** START Entries **

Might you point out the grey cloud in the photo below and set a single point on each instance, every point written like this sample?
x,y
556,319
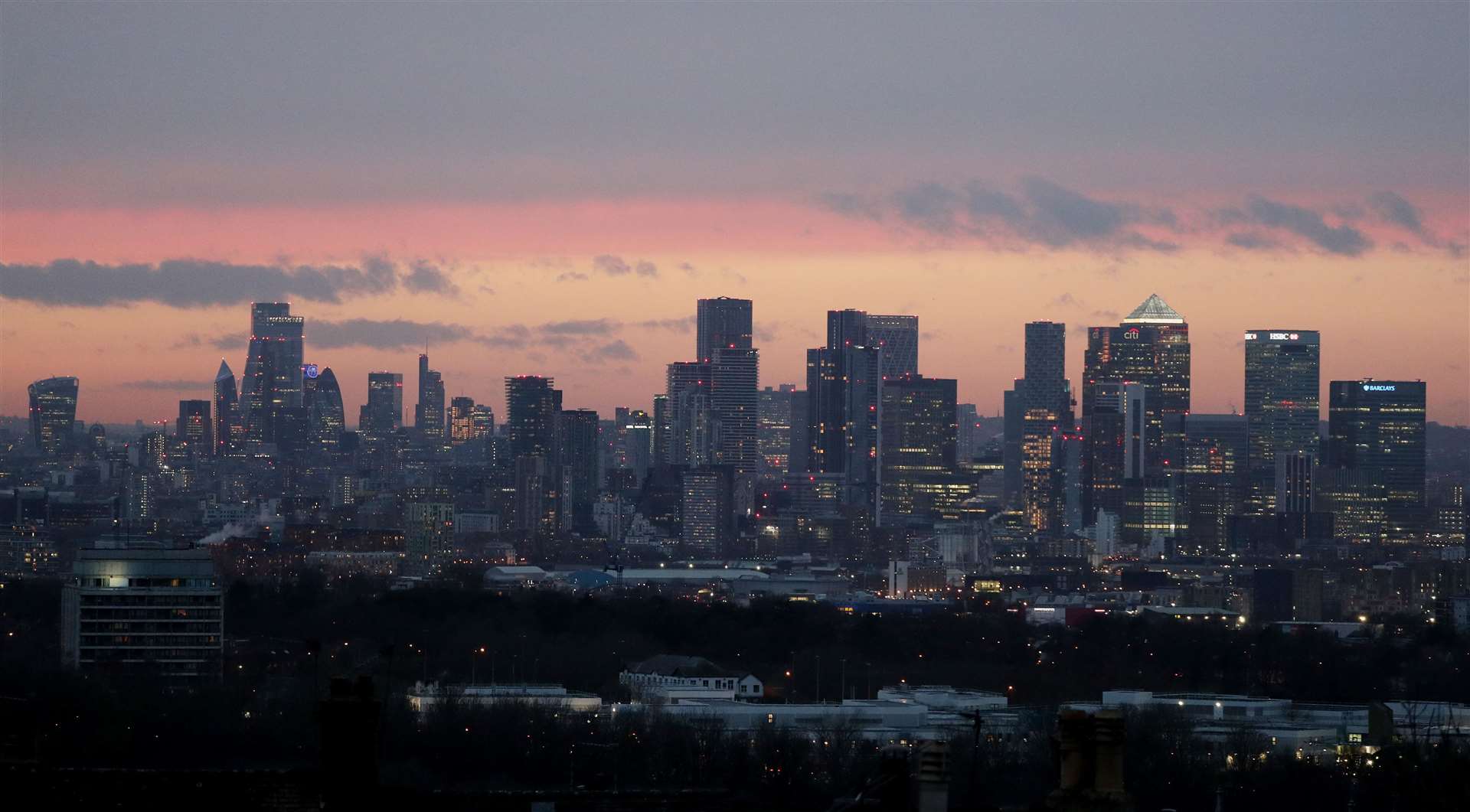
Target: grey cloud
x,y
613,265
615,350
206,284
1043,214
929,206
1063,216
396,334
425,278
610,265
1251,241
1307,223
850,206
678,324
169,385
1396,210
586,326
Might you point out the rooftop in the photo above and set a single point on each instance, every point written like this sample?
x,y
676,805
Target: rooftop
x,y
1155,311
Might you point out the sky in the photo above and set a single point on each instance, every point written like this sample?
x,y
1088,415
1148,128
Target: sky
x,y
549,188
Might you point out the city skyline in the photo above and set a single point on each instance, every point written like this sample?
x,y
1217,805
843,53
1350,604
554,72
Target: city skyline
x,y
354,390
568,230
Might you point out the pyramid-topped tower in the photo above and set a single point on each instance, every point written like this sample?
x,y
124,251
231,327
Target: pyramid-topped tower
x,y
1155,311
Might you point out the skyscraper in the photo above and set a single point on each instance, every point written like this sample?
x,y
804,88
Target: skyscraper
x,y
578,463
730,367
1014,428
1047,410
428,413
918,451
383,415
54,413
722,322
1047,369
327,417
899,338
1378,428
227,412
773,431
534,406
1150,347
428,535
637,438
844,398
1115,445
460,428
194,428
1282,406
706,511
273,367
734,409
690,413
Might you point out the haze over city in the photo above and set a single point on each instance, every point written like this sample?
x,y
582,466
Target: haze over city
x,y
406,178
735,407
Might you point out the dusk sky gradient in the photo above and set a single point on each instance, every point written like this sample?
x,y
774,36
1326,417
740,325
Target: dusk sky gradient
x,y
549,188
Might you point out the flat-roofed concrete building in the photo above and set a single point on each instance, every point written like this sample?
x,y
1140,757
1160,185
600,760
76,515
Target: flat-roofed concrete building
x,y
156,611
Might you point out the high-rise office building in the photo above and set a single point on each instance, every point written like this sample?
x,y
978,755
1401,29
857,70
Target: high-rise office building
x,y
460,426
899,338
1214,479
690,413
1115,445
969,438
578,463
383,415
722,324
730,369
773,431
228,428
1282,406
194,429
428,413
637,441
1150,347
1378,428
918,450
706,511
662,429
734,409
145,611
1294,482
844,399
533,410
428,536
1013,412
54,413
1047,410
273,369
327,417
1046,372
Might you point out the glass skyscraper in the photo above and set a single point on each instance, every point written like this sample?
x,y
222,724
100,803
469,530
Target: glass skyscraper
x,y
1378,428
54,413
1282,404
273,367
899,338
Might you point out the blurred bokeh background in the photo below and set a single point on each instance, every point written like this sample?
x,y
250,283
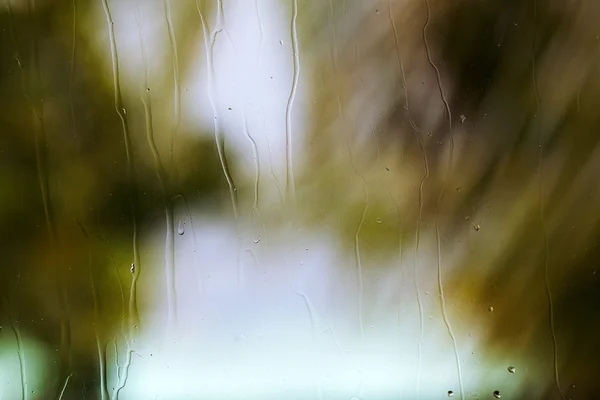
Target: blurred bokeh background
x,y
266,199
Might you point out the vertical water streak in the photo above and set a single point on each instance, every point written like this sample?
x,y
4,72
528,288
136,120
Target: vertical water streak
x,y
541,202
209,42
416,262
439,204
134,318
290,184
176,85
160,175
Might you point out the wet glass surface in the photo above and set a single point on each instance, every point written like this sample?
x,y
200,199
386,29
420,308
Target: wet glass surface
x,y
252,199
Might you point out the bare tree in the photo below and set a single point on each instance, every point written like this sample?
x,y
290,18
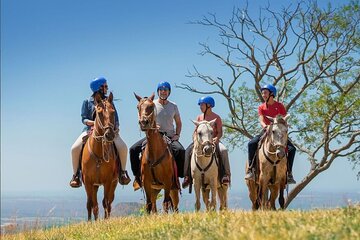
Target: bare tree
x,y
312,56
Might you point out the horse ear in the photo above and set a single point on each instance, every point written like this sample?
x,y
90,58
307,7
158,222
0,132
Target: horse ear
x,y
152,97
212,122
137,97
97,98
111,97
195,122
270,119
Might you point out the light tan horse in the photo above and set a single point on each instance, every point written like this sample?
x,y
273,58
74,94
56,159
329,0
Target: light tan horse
x,y
157,162
98,160
204,168
271,166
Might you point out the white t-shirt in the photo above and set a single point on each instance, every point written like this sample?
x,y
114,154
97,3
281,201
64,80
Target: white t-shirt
x,y
165,116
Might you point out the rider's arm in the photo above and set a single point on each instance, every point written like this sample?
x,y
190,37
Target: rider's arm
x,y
86,114
262,122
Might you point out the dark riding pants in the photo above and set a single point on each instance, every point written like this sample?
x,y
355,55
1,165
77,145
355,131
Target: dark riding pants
x,y
253,146
176,148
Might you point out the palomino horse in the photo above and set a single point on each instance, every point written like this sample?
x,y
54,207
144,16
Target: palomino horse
x,y
204,167
98,160
157,162
271,166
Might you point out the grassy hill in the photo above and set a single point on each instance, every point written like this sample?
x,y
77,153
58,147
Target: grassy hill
x,y
340,223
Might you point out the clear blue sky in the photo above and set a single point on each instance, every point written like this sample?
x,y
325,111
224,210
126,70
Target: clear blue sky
x,y
50,50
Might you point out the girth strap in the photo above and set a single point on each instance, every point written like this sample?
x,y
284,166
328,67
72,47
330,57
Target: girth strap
x,y
154,164
203,185
274,163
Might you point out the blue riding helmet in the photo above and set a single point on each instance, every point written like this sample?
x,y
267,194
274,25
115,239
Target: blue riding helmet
x,y
208,100
97,83
163,85
271,89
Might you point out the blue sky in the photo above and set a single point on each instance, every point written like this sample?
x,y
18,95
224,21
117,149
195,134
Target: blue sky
x,y
50,50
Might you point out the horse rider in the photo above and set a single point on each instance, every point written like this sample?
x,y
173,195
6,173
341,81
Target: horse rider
x,y
98,85
206,105
166,113
270,108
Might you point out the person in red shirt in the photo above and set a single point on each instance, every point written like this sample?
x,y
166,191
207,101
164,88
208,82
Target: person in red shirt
x,y
206,105
269,108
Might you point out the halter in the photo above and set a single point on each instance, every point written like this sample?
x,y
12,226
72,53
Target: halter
x,y
202,145
148,117
106,144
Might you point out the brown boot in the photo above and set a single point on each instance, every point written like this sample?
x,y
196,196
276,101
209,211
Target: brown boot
x,y
136,184
186,182
75,181
124,178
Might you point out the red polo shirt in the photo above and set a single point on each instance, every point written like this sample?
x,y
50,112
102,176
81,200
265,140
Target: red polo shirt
x,y
271,110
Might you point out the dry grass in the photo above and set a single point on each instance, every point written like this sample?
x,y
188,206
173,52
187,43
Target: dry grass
x,y
341,223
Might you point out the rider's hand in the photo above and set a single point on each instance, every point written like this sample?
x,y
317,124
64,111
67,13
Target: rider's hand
x,y
175,137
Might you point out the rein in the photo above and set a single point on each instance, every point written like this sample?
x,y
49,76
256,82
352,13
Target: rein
x,y
106,144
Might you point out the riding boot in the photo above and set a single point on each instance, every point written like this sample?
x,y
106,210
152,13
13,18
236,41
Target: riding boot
x,y
250,172
124,178
75,181
137,183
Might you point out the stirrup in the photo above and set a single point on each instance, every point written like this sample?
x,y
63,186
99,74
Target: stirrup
x,y
186,182
250,175
136,184
124,178
75,181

** END Entries **

Could you copy out, word for word, every line from the one containing "Might you point out the red" through the final line above, including both of those lines?

| The response |
Might you point out the red polo shirt in the photo above and set a single point on each instance, every point written like this sample?
x,y
50,112
102,176
81,200
265,140
Target: red polo shirt
x,y
271,110
Might you point out the dry grass in the photo above and set a single point on each instance, every point written like this sample?
x,y
188,206
173,52
187,43
Target: dry grass
x,y
341,223
Might you point out the rider's hand in the photo above and set a single point on each instance, every point written like this sample?
x,y
317,124
64,111
67,13
Target: rider's hand
x,y
175,137
Might you point out the rein in the photo above and set a single point on each instance, every point written like this sample?
x,y
49,76
256,82
352,13
Target: rein
x,y
106,144
Might you point out the riding boot in the photo above and set a single point on each instance, every point written like this sample?
x,y
106,210
152,13
13,18
236,41
Target: riding boot
x,y
250,172
124,178
75,181
137,183
Might you point out the stirrup in the photo above and set a single point on each instance, every point written like this sample?
x,y
63,186
99,74
Target: stirrup
x,y
186,182
250,175
136,184
124,178
75,181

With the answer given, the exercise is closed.